Os suspeitos do assassinato são Magno Braz Borges, 30, e o policial militar temporário Giovani Gaspar da Silva, 24, que faziam a segurança do estabelecimento. “Agredido bruscamente por facínoras. Chamar aquilo de segurança é desmerecer os verdadeiros seguranças”, lamentou o pai da vítima, João Batista Rodrigues Freitas, 65. “As únicas coisas que podemos esperar é por Deus e pela Justiça. Não há mais o que fazer. Meu filho não vai mais voltar”, afirmou ele, classificando o crime como tendo motivação racista.

As investigações preliminares apontam que João Alberto se desentendeu com uma funcionária, e a segurança foi chamada. O soldador foi levado para a entrada da loja e teria dado um soco no PM. Passou, então, a ser espancado.

Ao sogro, a esposa de Beto, Milena Borges Alves, 43, relatou o episódio. “Ela me contou que o segurança apertou o meu filho contra o chão, e ele já estava roxo. Fazia sinal com a mão para ela fazer alguma coisa, tirar o cara de cima, mas um outro segurança empurrou a Milena”, contou João Batista. Em entrevista à Rádio Gaúcha, Milena reiterou a versão.

Nas imagens, é possível ver pessoas gritando para que as agressões ao soldador cessem. “Vamos chamar a Brigada (Militar)”, disse alguém, ao fundo. Em uma das gravações, o homem é derrubado e atingido por, ao menos, 12 socos. “Tentamos intervir, mas não conseguimos. A gente gritava ‘tão matando o cara’, mas continuaram até ele parar de respirar. Fizeram a imobilização com o joelho no pescoço do Beto, tipo como foi com o americano (George Floyd, morto por policiais, neste ano, nos Estados Unidos)”, relatou um vizinho da vítima, Paulão Paquetá, que estava no local.

*Trabalho solicitado*
Transcreva, do texto sobre o espancamento do soldador, o trecho entre “Nas imagens, é” e “estava no local.”, inclusive.

*Dados fornecidos*
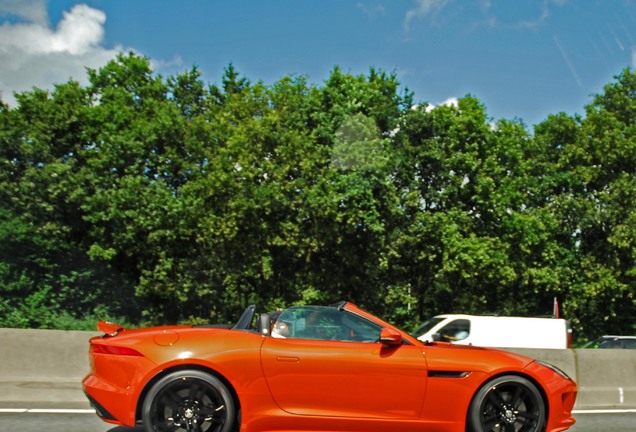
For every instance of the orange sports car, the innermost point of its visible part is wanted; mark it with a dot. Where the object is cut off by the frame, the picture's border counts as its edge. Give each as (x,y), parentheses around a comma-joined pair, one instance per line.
(317,368)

*Resposta correta*
Nas imagens, é possível ver pessoas gritando para que as agressões ao soldador cessem. “Vamos chamar a Brigada (Militar)”, disse alguém, ao fundo. Em uma das gravações, o homem é derrubado e atingido por, ao menos, 12 socos. “Tentamos intervir, mas não conseguimos. A gente gritava ‘tão matando o cara’, mas continuaram até ele parar de respirar. Fizeram a imobilização com o joelho no pescoço do Beto, tipo como foi com o americano (George Floyd, morto por policiais, neste ano, nos Estados Unidos)”, relatou um vizinho da vítima, Paulão Paquetá, que estava no local.